PASSAGE DU TEXTE:
####

Œdipe-roi
- Le Sphinx : « Il y a une énigme dans ta vie ».
- Œdipe : « Je ne veux pas le savoir, je ne veux pas le savoir ».
il fait basculer le Sphinx dans l'abîme.
- Le Sphinx : « Cela ne sert à rien, l'abîme est en toi ».
Ce dialogue que Pier-Paolo Pasolini a ajouté au texte de Sophocle (abondamment élagué par ailleurs), éclaire tout un pan de son Œdipe-Roi. Le Sphinx selon Pasolini n'est autre que l'inconscient d'Œdipe, son autre moi, un moi qu'il refuse, mais qu'il refuse en vain : il est là, en lui, il faudra bien qu'il en prenne conscience ou, à tout le moins, qu'il l'assume. « Œdipe peut faire l'amour avec sa mère seulement à condition de refouler le Sphinx dans l'abîme, c'est-à-dire dans son propre inconscient ». (Pasolini, « Cahiers du Cinéma », novembre 1967).
Aussi bien, derrière le masque « africain » sous lequel il a dissimulé le Sphinx, Pasolini a-t-il pris soin de laisser apparaître les jambes et les cuisses d'un homme, comme pour suggérer concrètement quelque lien humain entre la divinité mythologique et celui qui s'adresse à elle... Le Sphinx, comme la Pythie, n'est qu'un masque. Que dissimule-t-il ?

####

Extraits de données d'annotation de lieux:
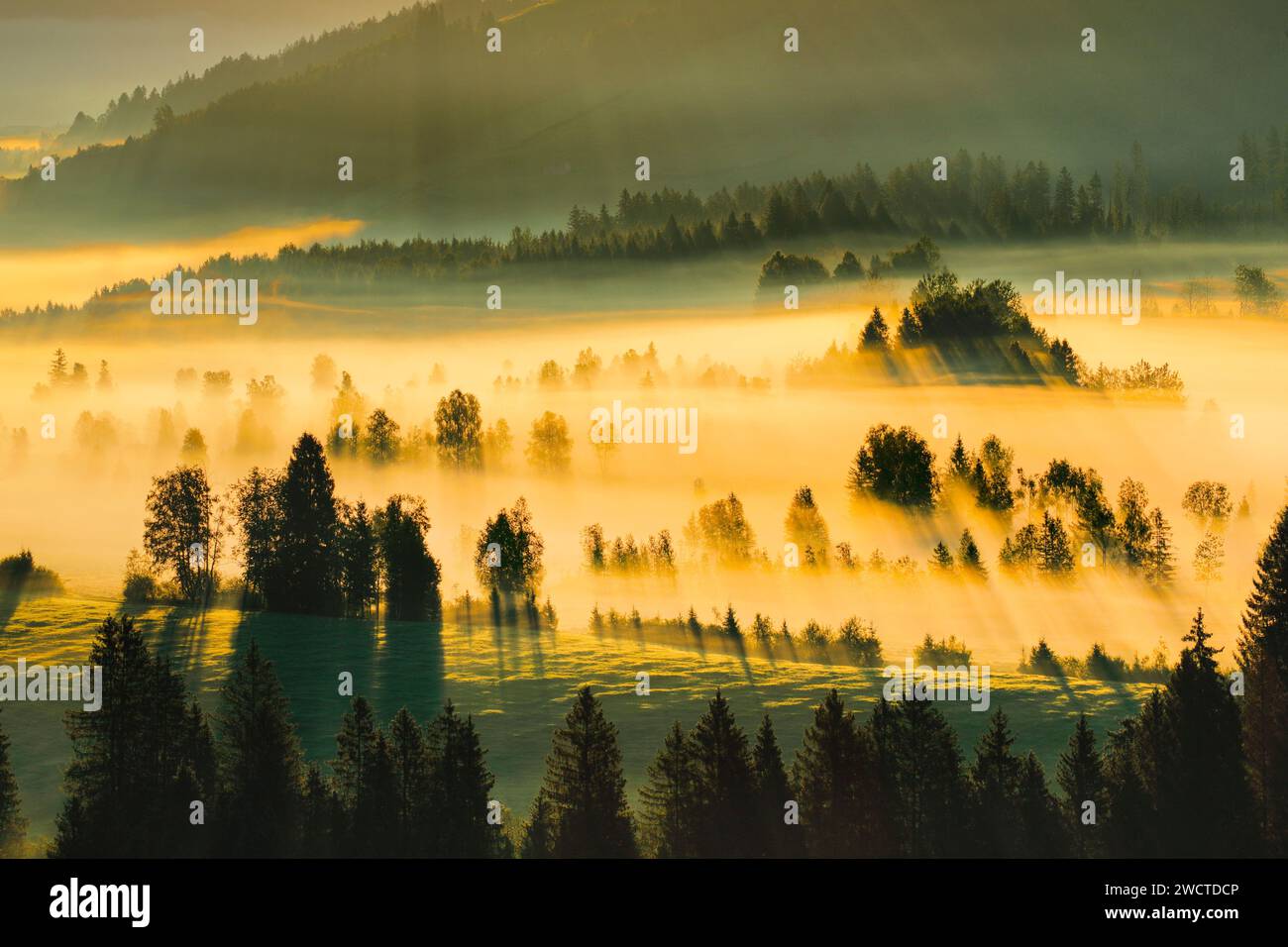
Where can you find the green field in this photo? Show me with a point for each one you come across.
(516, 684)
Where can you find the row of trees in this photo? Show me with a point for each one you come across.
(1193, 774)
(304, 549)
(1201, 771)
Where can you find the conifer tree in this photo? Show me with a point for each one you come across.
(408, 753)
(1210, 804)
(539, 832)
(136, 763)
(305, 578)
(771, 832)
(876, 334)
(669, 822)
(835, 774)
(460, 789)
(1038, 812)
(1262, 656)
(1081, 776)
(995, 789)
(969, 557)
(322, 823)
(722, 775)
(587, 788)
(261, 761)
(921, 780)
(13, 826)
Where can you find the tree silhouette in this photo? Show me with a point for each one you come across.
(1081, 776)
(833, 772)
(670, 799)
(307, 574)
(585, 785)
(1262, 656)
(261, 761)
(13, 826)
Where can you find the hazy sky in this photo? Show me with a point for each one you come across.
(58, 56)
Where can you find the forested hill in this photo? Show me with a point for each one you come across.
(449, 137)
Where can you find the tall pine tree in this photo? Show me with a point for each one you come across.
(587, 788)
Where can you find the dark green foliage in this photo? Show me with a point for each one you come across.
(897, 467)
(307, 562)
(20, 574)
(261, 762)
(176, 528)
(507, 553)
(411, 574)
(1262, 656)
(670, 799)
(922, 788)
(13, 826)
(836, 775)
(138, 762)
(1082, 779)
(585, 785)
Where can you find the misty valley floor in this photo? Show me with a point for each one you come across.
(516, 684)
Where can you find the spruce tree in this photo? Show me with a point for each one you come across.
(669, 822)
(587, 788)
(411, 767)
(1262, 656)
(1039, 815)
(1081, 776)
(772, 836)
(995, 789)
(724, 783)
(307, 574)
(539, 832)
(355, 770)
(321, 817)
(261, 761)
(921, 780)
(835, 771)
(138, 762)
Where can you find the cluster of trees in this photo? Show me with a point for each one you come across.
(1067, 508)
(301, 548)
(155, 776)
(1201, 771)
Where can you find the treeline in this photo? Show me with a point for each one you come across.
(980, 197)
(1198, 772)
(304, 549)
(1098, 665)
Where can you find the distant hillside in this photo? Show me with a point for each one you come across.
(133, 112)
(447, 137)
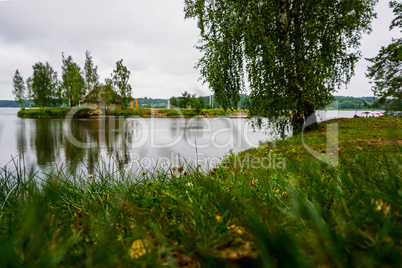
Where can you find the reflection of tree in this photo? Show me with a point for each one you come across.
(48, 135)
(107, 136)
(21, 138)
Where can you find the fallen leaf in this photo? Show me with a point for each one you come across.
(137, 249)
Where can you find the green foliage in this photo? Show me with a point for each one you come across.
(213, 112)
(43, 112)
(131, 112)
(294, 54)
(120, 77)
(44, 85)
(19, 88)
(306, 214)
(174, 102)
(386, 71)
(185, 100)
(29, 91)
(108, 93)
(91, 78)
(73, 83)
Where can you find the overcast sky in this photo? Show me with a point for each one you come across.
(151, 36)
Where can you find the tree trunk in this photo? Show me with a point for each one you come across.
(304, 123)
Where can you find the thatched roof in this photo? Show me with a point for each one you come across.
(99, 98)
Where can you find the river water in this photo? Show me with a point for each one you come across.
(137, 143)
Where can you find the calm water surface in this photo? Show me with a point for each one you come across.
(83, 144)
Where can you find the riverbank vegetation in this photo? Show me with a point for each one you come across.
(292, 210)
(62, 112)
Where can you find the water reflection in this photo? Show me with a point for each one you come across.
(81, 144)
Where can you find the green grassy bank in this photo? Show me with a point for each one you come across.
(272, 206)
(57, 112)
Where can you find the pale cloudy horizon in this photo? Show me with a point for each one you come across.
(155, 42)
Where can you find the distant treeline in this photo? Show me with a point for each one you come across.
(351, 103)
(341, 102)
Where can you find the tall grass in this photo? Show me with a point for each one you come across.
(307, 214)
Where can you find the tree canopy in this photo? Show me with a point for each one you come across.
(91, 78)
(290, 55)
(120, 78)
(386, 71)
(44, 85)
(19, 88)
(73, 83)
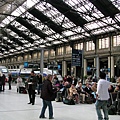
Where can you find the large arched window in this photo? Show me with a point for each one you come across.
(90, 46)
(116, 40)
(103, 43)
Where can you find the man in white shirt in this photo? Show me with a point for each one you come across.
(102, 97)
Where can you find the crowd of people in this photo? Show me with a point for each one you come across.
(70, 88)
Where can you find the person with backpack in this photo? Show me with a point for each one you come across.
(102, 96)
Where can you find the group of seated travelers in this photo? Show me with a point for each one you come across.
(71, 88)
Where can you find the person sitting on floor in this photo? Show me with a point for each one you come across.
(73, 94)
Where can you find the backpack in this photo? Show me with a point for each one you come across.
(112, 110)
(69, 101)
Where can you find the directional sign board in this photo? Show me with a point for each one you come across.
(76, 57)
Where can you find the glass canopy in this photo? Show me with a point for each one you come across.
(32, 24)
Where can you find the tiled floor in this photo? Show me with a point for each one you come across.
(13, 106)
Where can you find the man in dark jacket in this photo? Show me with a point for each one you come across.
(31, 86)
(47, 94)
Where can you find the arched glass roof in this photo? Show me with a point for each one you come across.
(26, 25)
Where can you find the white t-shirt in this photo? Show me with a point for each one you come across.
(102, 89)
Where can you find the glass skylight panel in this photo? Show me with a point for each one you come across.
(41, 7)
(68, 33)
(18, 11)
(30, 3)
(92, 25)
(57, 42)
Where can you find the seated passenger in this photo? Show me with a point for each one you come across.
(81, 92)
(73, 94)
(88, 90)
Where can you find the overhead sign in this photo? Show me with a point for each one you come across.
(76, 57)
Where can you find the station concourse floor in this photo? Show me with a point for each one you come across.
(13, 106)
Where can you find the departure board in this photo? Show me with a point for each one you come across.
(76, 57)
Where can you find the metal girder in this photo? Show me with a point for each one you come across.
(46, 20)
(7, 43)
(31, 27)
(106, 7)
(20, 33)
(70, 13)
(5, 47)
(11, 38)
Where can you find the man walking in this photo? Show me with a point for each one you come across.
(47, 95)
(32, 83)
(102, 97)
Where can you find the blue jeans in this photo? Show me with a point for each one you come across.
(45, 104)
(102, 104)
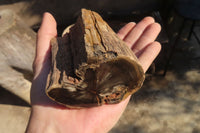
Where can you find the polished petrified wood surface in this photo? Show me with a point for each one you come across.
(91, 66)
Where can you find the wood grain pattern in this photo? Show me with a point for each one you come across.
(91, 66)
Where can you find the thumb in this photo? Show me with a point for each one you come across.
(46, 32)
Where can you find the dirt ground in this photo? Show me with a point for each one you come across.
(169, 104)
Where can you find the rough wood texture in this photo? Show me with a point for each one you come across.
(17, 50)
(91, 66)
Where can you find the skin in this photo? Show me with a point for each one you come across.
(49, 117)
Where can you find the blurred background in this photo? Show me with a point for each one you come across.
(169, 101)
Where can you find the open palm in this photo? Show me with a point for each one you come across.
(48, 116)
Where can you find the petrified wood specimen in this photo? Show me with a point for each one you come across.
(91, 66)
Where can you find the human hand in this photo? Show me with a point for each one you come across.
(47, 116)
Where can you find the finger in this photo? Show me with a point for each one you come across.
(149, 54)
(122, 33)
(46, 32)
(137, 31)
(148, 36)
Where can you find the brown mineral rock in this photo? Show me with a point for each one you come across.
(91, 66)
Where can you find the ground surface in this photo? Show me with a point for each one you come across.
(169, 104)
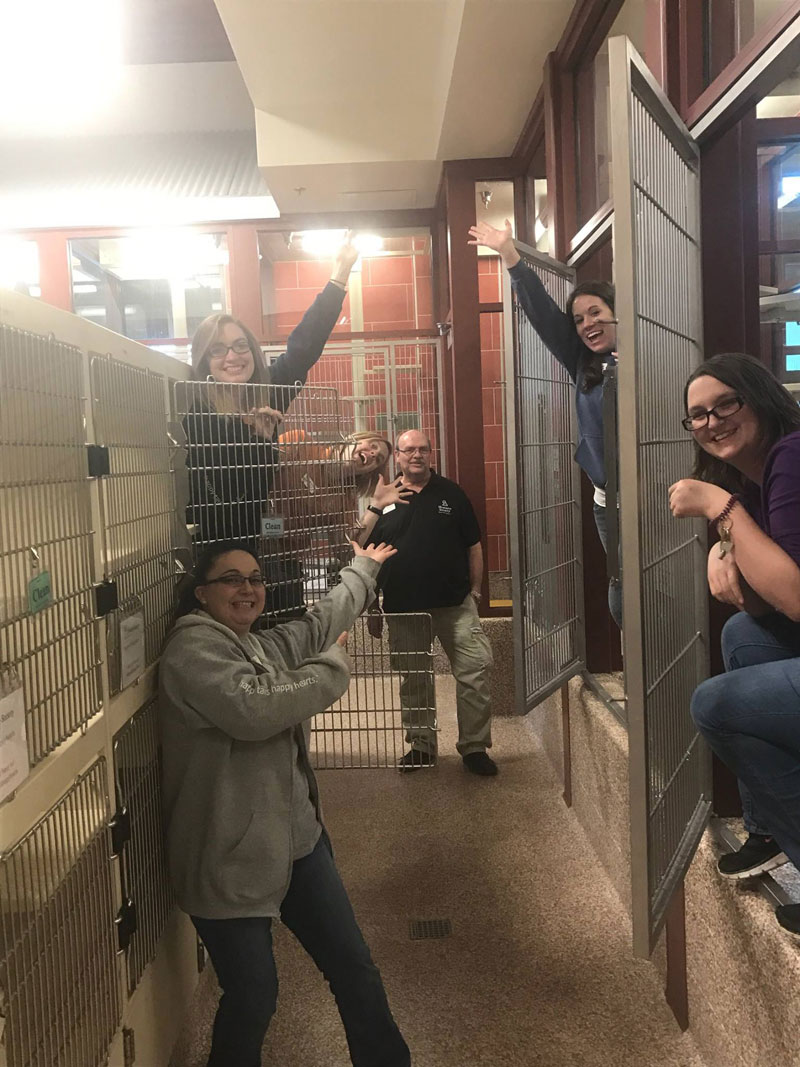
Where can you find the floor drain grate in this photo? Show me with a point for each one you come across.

####

TÂCHES ET EXERCICES:
• A. Traduisez en anglais cette phrase du passage sur l'Œdipe-Roi de Pasolini : « Le Sphinx, comme la Pythie, n'est qu'un masque. »
• B. Reproduisez fidèlement le passage sur l'Œdipe-Roi de Pasolini, entre « Aussi bien, derrière » et « Que dissimule-t-il ? », bornes comprises.

RÉPONSES PAR TÂCHE:
• A. The Sphinx, like the Pythia, is only a mask.

• B.
Aussi bien, derrière le masque « africain » sous lequel il a dissimulé le Sphinx, Pasolini a-t-il pris soin de laisser apparaître les jambes et les cuisses d'un homme, comme pour suggérer concrètement quelque lien humain entre la divinité mythologique et celui qui s'adresse à elle... Le Sphinx, comme la Pythie, n'est qu'un masque. Que dissimule-t-il ?